→ Obiettivo dichiarato A: Riduci a un elenco puntato il paragrafo dell'estratto che comincia con «L’evento Vinitaly and the City», conservandone i fatti principali.

→ Estratto della fonte:
"""

Aglianico, Nerello Mascalese e Nero di Troia: Tre modi di vedere il Sud
di Giuseppe Barretta
L’evento Vinitaly and the City in Calabria per la prima volta fuori da Verona, tenutosi in un luogo di gran fascino come gli scavi archeologici di Sibari ha impressionato, per organizzazione, bellezza, e numero inaspettato di partecipanti, circa 18.000 presenze in tre giorni, 100 stand compreso alcune collettive di produttori di vino, che hanno fatto registrare un livello di soddisfazione altissimo, anche tra operatori di settore e giornalisti.
Radici del Sud non poteva mancare a questo nuovo appuntamento, occupandosi da 20 anni di vini autoctoni del Meridione d'Italia, motivo per cui ci siamo sentiti subito a casa in una manifestazione sul vino di fama internazionale, organizzata nel cuore del Sud.
Considerando il nutrito numero di etichette presenti allo stand di Radici del Sud, oltre 110 in rappresentanza della Sicilia, Calabria, Sardagna, Puglia, Molise, Campania, Basilicata e Abruzzo, il viaggio dei wine-lover tra gli autoctoni alla scoperta delle differenze delle varie micro aree ci ha parecchio coinvolto in quei giorni di assaggi, dove abbiamo cercato di far fronte alle tantissime richieste, curiosità e opinioni dei tanti visitatori, visto che la gran parte dei vini del Sud in degustazione al nostro stand erano per tanti nuove scoperte.

"""

→ Obiettivo dichiarato B: Per favore, sostituisci «black ant» con «red ant» in tutte le righe dei dati dell'esercizio qui sotto e riscrivile lasciando invariato tutto il resto, senza riportare le immagini.

→ Dati dell'esercizio:
"""

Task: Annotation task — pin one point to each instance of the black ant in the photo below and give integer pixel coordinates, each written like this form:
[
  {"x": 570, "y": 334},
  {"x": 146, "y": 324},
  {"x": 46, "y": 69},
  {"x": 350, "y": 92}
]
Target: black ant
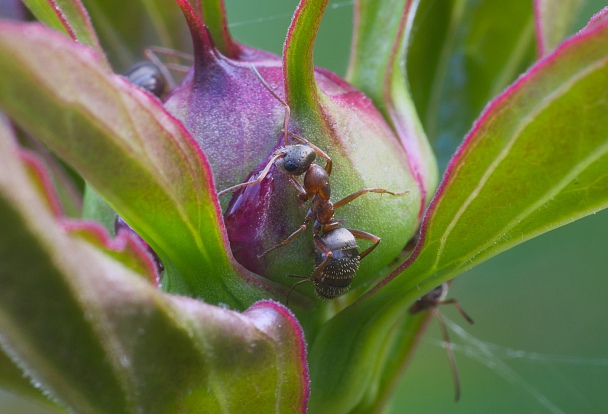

"""

→ Risultato atteso A:
- Vinitaly and the City si è tenuto per la prima volta fuori da Verona, in Calabria.
- Sede: gli scavi archeologici di Sibari.
- Ha impressionato per organizzazione, bellezza e numero inaspettato di partecipanti.
- Circa 18.000 presenze in tre giorni.
- 100 stand, comprese alcune collettive di produttori di vino.
- Livello di soddisfazione altissimo, anche tra operatori di settore e giornalisti.

→ Risultato atteso B:
Task: Annotation task — pin one point to each instance of the red ant in the photo below and give integer pixel coordinates, each written like this form:
[
  {"x": 570, "y": 334},
  {"x": 146, "y": 324},
  {"x": 46, "y": 69},
  {"x": 350, "y": 92}
]
Target: red ant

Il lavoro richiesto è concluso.